## [Excerpted passage]
[Begin]
July 31st Appointment

  • 🗓️ When: 31st July 2025 – 16:00 CET
  • 📍 Where: Zoom link
  • 📹 Meeting recording
  • 🎙️ Keynote: Bastian Rieck (University of Fribourg)
    • Title: Shapes, Spaces, Simplices, and Structure: Geometry, Topology, and Machine Learning
    • Abstract: A large driver contributing to the undeniable success of deep-learning models is their ability to synthesise task-specific features from data. For a long time, the predominant belief was that ‘given enough data, all features can be learned.’ However, as large language models are hitting diminishing returns in output quality while requiring an ever-increasing amount of training data and compute, new approaches are required. One promising avenue involves focusing more on aspects of modelling, which involves the development of novel inductive biases such as invariances that cannot be readily gleaned from the data. This approach is particularly useful for data sets that model real-world phenomena, as well as applications where data availability is scarce. Given their dual nature, geometry and topology provide a rich source of potential inductive biases. In this talk, I will present novel advances in harnessing multi-scale geometrical-topological characteristics of data. A special focus will be given to show how geometry and topology can improve representation learning tasks. Underscoring the generality of a hybrid geometrical-topological perspective, I will furthermore showcase applications from a diverse set of data domains, including point clouds, graphs, and higher-order combinatorial complexes.
  • 🎙️ Flash Talk: Florentin Guth (NYU)
    • Title: On the universality of neural encodings in CNNs
    • Abstract: *Deep networks achieve remarkable performance on many high-dimensional datasets, yet we cannot answer simple questions about what they have learned. For instance, do they learn the same “features” no matter their initialization? What about when we change the architecture or the training dataset? I will show how to meaningfully compare weights of deep networks using an alignment procedure on their hidden layers. We find that CNNs trained on image classification tasks share a common set of universal features, even for deep layers. These results explain, at a more fundamental level, observed similarities in neural representations and the success of transfer learning, and pave the way for principled foundation models.Paper Link *

July 8th Appointment

  • 🗓️ When: 8th July 2025 – 16:00 CET
  • 📍 Where: Zoom link
  • 📹 Meeting recording
  • 🎙️ Keynote: Victor Veitch (Google DeepMind/University of Chicago)
    • Title: The Geometry of Large Language Models
    • Abstract: I’ll discuss some results around how language models encode semantic relationships familiar to humans as geometric relationships between their activations. We will focus in particular on the ideas of causal separability—concepts like language and subject can be freely varied—and hierarchical semantics—corgi is a kind of dog is a kind of animal. We will see how using the structure of the softmax link function lets us formalize how concepts are represented as vectors, and derive that the representations of causally separable and hierarchically related must satisfy certain (bi)-orthogonality relationships.
[End]
## [Set task 1]
According to the seminar schedule, what is the title of Victor Veitch's keynote?
## [Set task 2]
Repeat the part of the seminar schedule that opens with the words containing "July 31st Appointment" and closes with "(University of Fribourg)".

## [Data rows]
[Begin]
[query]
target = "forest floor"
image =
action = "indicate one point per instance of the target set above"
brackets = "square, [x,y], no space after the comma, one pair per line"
[End]
[Begin]
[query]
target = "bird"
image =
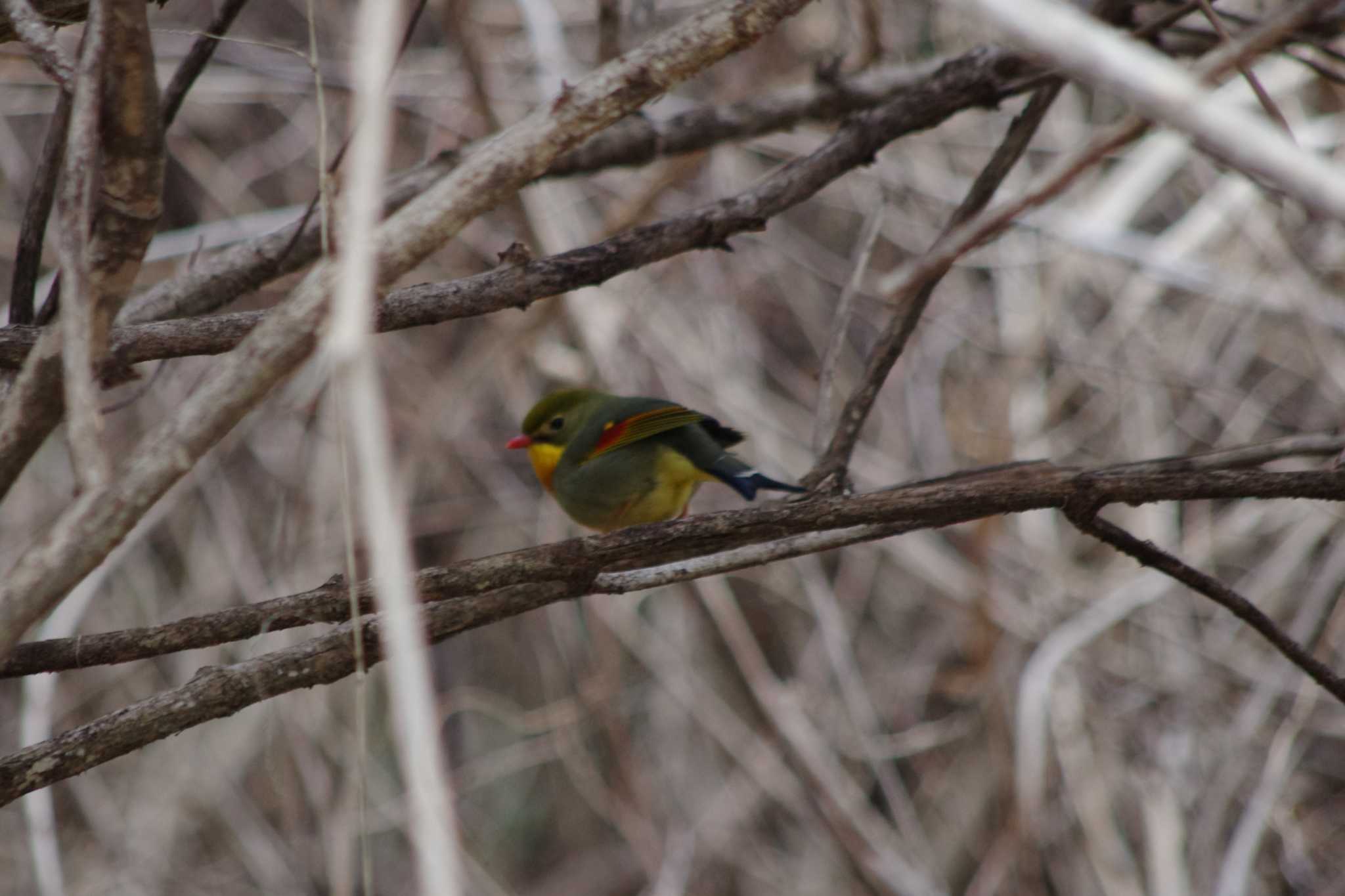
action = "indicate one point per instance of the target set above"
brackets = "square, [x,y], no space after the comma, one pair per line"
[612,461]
[End]
## [Correct response 1]
The Geometry of Large Language Models

## [Correct response 2]
July 31st Appointment

  • 🗓️ When: 31st July 2025 – 16:00 CET
  • 📍 Where: Zoom link
  • 📹 Meeting recording
  • 🎙️ Keynote: Bastian Rieck (University of Fribourg)